Your response should consist of the entries below, reproduced exactly and without their images.

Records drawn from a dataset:
═══
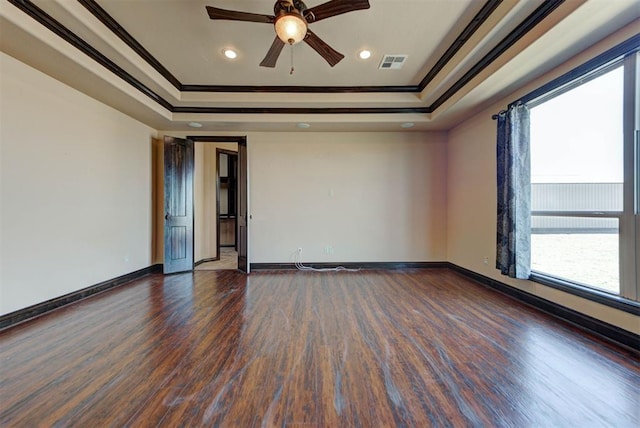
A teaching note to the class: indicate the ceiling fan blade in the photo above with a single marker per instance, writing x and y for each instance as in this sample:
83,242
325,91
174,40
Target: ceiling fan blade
216,13
327,52
274,52
333,8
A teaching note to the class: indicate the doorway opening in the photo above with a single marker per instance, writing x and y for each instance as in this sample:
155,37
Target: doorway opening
216,238
191,202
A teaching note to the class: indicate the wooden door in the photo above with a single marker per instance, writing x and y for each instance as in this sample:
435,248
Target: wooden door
178,205
242,235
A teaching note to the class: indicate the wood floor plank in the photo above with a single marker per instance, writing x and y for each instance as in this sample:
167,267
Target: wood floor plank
286,348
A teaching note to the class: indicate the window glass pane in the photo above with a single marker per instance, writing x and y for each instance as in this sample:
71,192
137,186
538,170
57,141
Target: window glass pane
577,249
577,147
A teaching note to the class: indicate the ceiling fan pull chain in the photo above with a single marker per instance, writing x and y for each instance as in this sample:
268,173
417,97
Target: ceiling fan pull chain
291,72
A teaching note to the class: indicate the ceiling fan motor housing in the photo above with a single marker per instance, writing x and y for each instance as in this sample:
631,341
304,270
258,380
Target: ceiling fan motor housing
289,6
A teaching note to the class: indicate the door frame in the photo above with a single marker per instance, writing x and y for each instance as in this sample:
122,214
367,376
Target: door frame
240,141
220,151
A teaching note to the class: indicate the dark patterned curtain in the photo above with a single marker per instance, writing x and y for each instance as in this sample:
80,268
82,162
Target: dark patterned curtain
513,252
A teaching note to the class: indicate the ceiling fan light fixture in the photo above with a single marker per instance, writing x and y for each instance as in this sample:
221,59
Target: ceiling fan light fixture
364,54
230,53
291,28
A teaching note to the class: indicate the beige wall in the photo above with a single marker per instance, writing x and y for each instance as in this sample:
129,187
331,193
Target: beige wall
373,197
388,203
75,189
472,200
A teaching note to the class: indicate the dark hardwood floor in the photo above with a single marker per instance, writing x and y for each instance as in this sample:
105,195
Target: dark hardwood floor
371,349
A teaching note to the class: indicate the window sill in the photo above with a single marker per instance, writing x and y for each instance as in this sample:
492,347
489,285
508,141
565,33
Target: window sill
597,296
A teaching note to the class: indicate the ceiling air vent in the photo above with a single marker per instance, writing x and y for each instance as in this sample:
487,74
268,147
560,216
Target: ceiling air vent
392,62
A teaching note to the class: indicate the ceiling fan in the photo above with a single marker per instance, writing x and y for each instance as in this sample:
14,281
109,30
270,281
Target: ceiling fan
290,20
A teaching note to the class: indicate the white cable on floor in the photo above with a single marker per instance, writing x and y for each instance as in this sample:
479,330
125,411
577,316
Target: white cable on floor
304,268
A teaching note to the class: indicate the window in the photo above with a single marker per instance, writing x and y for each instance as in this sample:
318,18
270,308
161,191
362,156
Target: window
585,179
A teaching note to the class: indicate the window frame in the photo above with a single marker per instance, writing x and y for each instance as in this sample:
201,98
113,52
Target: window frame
627,55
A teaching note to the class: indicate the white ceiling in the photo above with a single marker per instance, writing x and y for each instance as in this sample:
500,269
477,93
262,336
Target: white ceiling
187,46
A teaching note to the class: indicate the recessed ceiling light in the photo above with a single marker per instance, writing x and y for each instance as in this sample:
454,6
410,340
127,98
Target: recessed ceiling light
230,53
365,54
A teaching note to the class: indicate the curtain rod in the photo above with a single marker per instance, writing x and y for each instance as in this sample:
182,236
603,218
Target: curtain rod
═══
**RESPONSE AREA:**
A teaching note to the class: indicate the ceiling fan blade in the photo above with a single marker per instance, writing x and y for each instance as in this sample:
83,242
325,91
174,40
Target: ceiling fan blade
216,13
327,52
274,52
333,8
A teaching note to the class: indicate the doorway opening in the photo above with a single marker per instance, writing x and y for each instance as in this sample:
155,37
Target: doorway opening
216,238
191,202
A teaching note to the class: indicate the wooden door in the photo above with a single marker per instance, writing x and y for each instance as in this sample:
435,248
Target: wooden door
178,205
242,235
A teaching note to the class: indicate the wood floor plank in the photo above with a single marker per instance, writing x and y for each instance as in this sample:
167,267
Target: wood floor plank
286,348
A teaching note to the class: indicate the window glass pane in the photo above with a single marker per instance, writing x and y for each instance as in this sample:
71,192
137,186
538,170
57,141
Target: window glass pane
577,249
577,147
A teaching note to the class: indicate the ceiling fan pull chain in the photo above with a single marker per instance, writing x and y for each instance as in this sample:
268,173
417,97
Target: ceiling fan pull chain
291,72
A teaching note to the class: indicate the ceiling fan motor housing in the photo above with a single marker per instance, writing x and y for each instance as in this sample:
631,341
304,270
258,380
Target: ceiling fan motor housing
289,6
A teaching note to the class: indicate the door frame in the photo above with a single marker per instance, writing x and y for each instance as in this sample:
122,214
367,376
Target: door frame
240,141
220,151
A teaching note to the class: indicate the dark patterned curtain in the photo above with a single marker per instance, writing x and y for each instance as in this sample:
80,268
82,162
Target: dark patterned curtain
513,252
A teaching note to the class: indicate the ceiling fan light fixture in the photo above with a single marker per instance, writing x and y for each instance as in this sample:
221,59
Target: ceiling fan light fixture
364,54
230,53
291,28
A teaching note to the class: indicate the beige wall in the photo above with a single marker per instance, writing x and y for each instance as in this sample:
129,187
331,193
Target: beige wall
373,197
388,203
75,189
472,200
A teaching note to the class: indicate the dark hardwood floor in the photo above with a single marker per instance, writing x and y for each instance as in this sample:
105,195
Target: dark hardwood floor
371,349
A teaching note to the class: indicate the window sill in the photo above with a single marker per instance, writing x and y for each instance as in this sample:
492,347
489,285
508,141
565,33
Target: window sill
597,296
A teaching note to the class: indicate the ceiling air vent in the photo above with a single marker per instance, writing x and y for each instance as in this sample:
487,74
268,147
560,216
Target: ceiling air vent
392,62
A teaching note to the class: indicate the ceiling fan in the photo above with a single marker per instance, writing x and y for each instance as in this sample:
14,281
109,30
270,281
Target: ceiling fan
290,20
A teaching note to the class: indicate the white cable on floor in the photo above with a single marker per instance, writing x and y for each instance as in this sample:
479,330
125,411
577,316
Target: white cable on floor
304,268
A teaching note to the class: indicate the window in the photo above with a single marker per instance, writing x and y for each instance as in this sample:
318,18
270,308
161,191
362,156
Target: window
585,179
A teaching note to the class: indicate the window frame in the photo above with a single marker per instance, writing x and y for each instance as in this sample:
201,98
113,52
Target: window frame
627,55
A teaching note to the class: indicate the white ceiling in the photo above with a single marker per instance, writing x and y for each instance as in this sample:
500,269
477,93
262,336
Target: white ceiling
187,46
A teaching note to the class: indicate the recessed ceiling light in the photo above with a single marker per instance, writing x and y for each instance as in this sample:
454,6
410,340
127,98
Target: recessed ceiling light
230,53
365,54
A teaching note to the class: indicate the curtain rod in the photo above with a single marker per instance, writing x and y for each instance as in this sample:
182,236
603,218
Target: curtain rod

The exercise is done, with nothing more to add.